Problem to work on → How many lines in the listing below contain the string "shirt"? Reply with the number alone.

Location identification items
──────

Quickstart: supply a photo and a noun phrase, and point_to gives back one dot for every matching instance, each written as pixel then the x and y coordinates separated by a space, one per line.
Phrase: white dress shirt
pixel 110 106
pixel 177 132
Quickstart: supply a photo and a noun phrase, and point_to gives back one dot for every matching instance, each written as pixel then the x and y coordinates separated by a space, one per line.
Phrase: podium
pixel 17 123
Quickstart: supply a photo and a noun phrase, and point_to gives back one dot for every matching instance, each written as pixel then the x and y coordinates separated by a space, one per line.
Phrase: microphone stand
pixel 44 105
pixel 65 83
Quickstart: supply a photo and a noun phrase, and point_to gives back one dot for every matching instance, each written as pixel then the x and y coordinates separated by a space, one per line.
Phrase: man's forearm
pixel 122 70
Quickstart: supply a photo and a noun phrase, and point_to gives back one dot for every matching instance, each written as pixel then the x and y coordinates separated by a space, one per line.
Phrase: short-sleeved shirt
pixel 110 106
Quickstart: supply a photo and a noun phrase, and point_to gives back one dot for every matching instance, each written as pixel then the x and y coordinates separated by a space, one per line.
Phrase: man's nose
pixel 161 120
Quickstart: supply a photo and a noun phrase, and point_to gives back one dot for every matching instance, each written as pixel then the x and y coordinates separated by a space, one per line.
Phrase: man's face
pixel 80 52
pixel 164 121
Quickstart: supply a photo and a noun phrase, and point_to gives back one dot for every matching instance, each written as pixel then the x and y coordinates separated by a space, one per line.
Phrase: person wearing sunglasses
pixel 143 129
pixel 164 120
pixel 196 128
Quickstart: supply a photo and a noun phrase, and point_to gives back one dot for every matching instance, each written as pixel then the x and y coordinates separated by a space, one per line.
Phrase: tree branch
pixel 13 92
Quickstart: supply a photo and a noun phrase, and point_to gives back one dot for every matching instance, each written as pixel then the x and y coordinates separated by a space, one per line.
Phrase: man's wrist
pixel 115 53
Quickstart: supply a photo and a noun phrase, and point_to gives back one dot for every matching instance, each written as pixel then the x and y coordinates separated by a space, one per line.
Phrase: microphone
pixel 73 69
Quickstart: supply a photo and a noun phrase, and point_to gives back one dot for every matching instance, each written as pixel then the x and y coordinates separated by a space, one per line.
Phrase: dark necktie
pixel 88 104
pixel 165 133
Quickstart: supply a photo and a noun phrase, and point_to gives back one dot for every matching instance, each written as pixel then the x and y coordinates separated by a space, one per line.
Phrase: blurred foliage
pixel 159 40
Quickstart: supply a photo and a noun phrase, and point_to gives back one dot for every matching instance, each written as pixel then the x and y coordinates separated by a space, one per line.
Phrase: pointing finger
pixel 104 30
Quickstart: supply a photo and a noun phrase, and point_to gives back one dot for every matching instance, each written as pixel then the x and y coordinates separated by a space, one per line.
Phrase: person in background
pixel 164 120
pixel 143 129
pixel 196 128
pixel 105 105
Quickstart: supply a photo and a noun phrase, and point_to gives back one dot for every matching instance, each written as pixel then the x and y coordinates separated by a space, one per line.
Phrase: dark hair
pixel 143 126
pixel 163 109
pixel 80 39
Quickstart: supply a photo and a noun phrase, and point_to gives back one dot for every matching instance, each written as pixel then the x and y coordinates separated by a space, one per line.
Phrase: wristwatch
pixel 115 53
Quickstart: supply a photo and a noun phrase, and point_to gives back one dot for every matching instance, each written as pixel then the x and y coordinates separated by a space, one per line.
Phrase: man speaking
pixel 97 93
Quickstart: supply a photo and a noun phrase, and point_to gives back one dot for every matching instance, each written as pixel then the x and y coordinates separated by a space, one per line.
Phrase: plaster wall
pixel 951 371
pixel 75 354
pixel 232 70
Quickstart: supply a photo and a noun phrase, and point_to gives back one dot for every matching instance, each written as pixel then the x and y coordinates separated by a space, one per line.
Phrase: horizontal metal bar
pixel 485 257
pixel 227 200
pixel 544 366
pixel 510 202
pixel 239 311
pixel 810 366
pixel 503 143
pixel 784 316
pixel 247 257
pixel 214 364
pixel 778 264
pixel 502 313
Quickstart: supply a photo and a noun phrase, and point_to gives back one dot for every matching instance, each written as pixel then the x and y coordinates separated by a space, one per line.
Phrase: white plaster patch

──────

Answer for the task → 2